## REQUIREMENT:
List every number written in numerals in the comment thread below, with what each one counts or measures.

## TEXT:
**********

I thought this was a well written article and I loved the graphics (especially the one about 30 minute meetings actually taking 68 minutes). However, it's worth noting that this company is fairly small (48 members according to their About page) and that the group has been together for quite some time.
I'm not sure how well this would scale past the Dunbar number, or for organizations growing rapidly.
Why does this myth keep getting pushed - by tech people no less? Bill Gates emphatically denied ever saying it and no one has ever come forward with a scrap of evidence he actually said it.
I don't think the (most charitable use of the) quote depends on whether Bill Gates specifically said it. The point is, variously:
- To emphasize that the definition of "a lot of [computational resource X]" changes over time.
- That people previously had to do a lot of similar computational tasks with a lot less (which this article is making use of).
With that said, I agree that he shouldn't be asserted as the author of the quote like it's a fact, but that just means you should quote it as "attributed to Bill Gates".
It is an urban legend. I used QEMM for my Dos to get access to the rest of the PC memory by loading things in high or extended memory it freed up more memory on the bottom 640K conventional memory.

**********

## RECORDED INFORMATION:
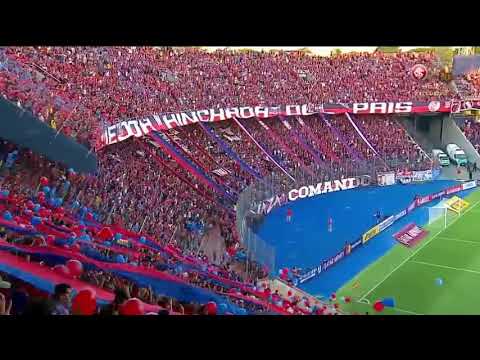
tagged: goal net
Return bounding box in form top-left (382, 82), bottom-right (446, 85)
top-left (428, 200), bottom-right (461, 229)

**********

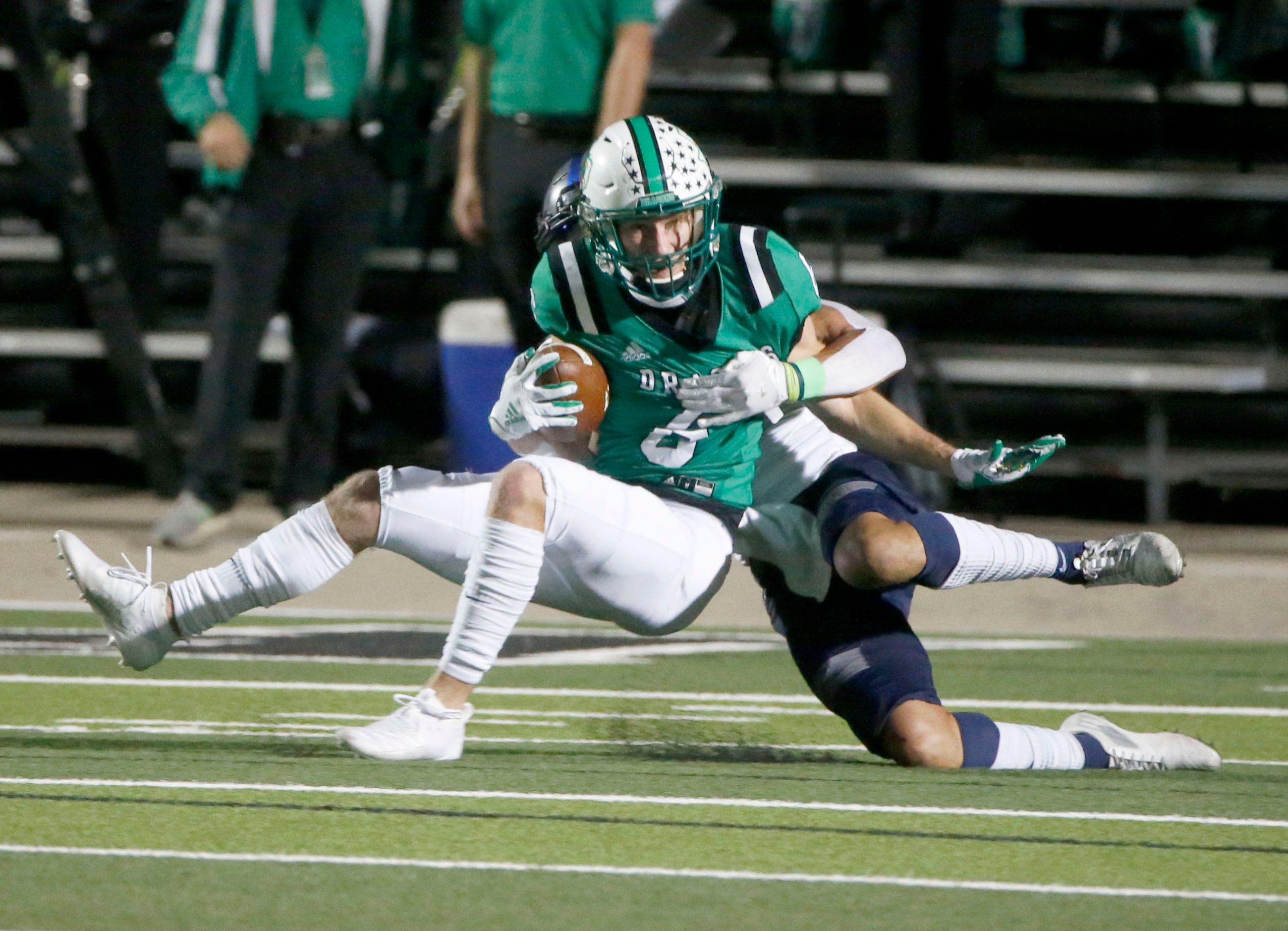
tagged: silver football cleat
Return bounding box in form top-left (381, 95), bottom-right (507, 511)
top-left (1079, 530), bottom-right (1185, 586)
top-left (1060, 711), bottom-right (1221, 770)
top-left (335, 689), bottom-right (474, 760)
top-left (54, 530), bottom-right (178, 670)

**********

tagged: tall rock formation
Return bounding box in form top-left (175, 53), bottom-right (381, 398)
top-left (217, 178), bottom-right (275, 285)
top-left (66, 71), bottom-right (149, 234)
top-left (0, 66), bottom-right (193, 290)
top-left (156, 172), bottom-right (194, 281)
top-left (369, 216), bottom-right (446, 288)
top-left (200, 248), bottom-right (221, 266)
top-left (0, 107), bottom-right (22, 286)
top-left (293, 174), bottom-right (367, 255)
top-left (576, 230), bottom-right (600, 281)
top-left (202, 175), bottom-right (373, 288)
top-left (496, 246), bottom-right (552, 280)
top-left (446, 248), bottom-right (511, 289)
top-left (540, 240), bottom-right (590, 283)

**********

## FINISHED EXERCISE:
- 30: the scheduled length of a meeting, in minutes
- 68: how many minutes a 30-minute meeting actually takes
- 48: the number of members in the company
- 640K: the amount of conventional memory at the bottom of the PC's memory